>> start Source material

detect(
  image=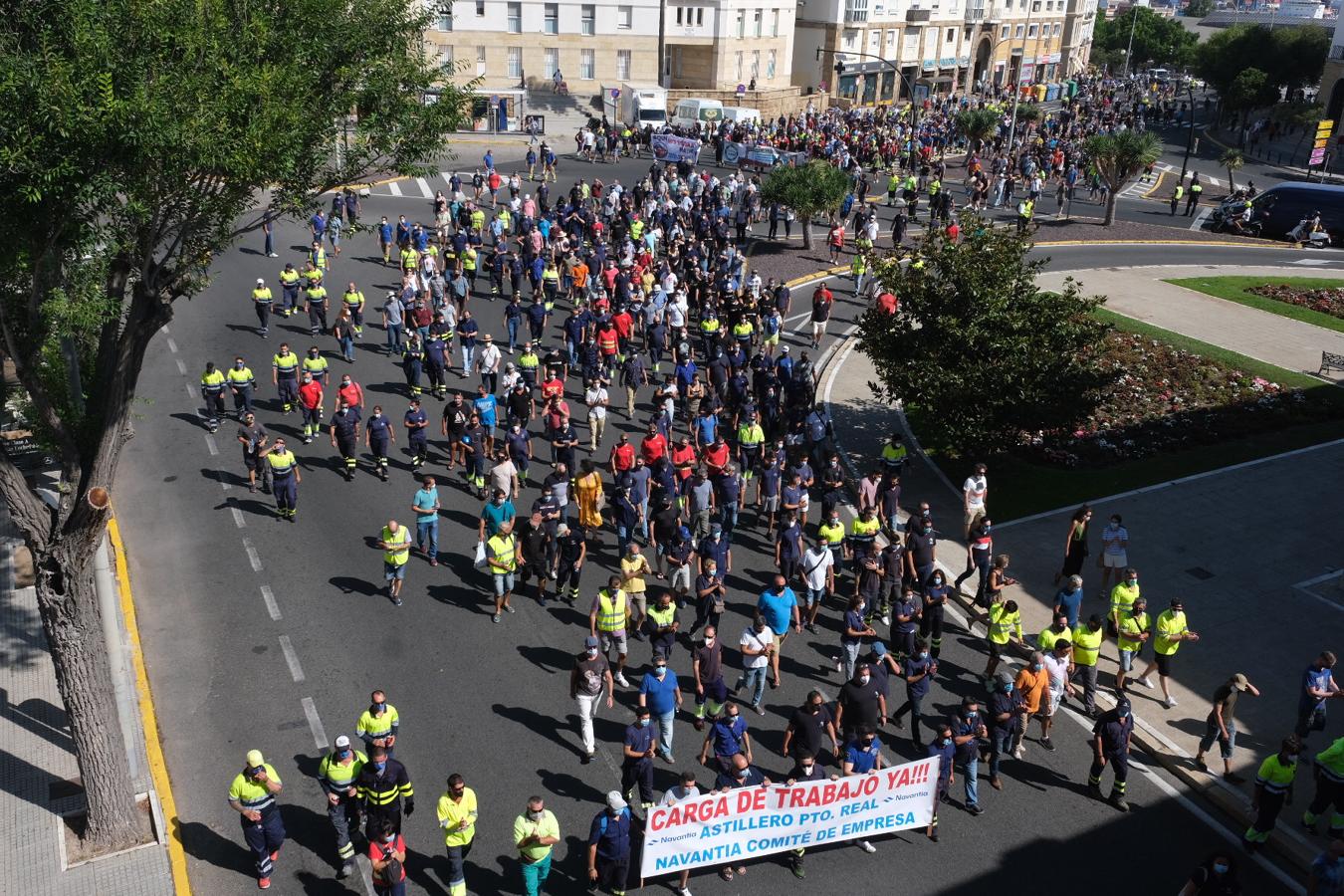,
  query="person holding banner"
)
[587,789,630,896]
[621,707,659,808]
[840,726,886,853]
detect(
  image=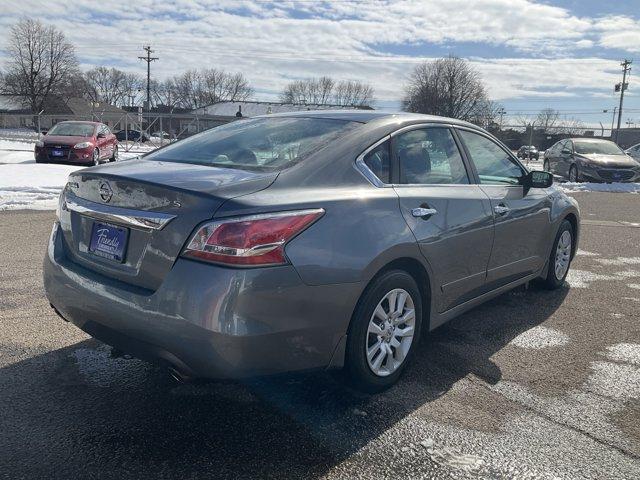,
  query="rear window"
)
[573,140,624,155]
[145,118,360,170]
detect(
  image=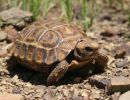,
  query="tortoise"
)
[10,21,108,85]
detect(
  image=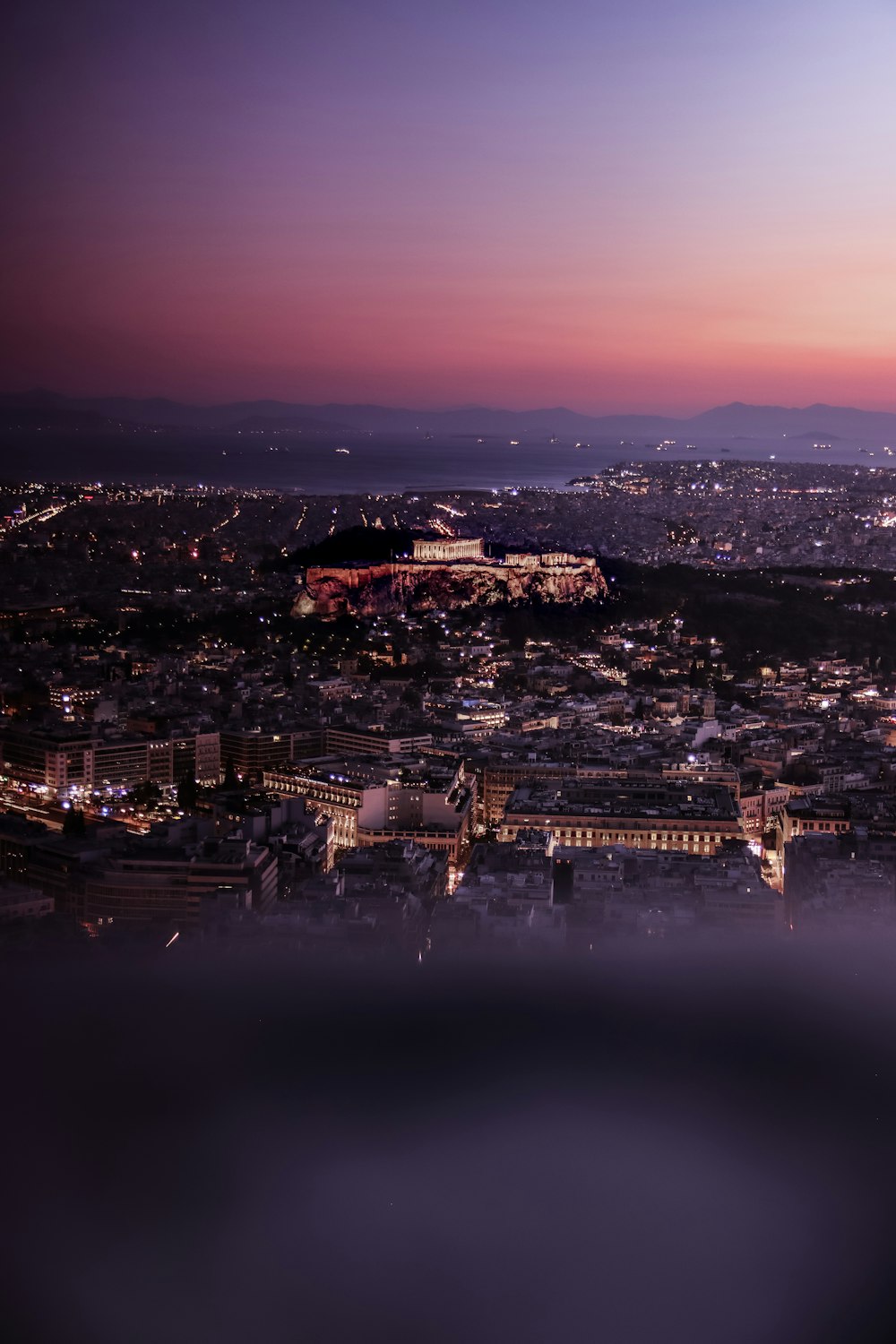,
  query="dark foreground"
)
[1,945,896,1344]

>> end Source material

** Aim **
Return every line of the items above that contains the string "query", matching case exactly.

** Exercise solution **
  query="person holding banner"
  query="rear window"
  query="tortoise"
  query="dark foreground"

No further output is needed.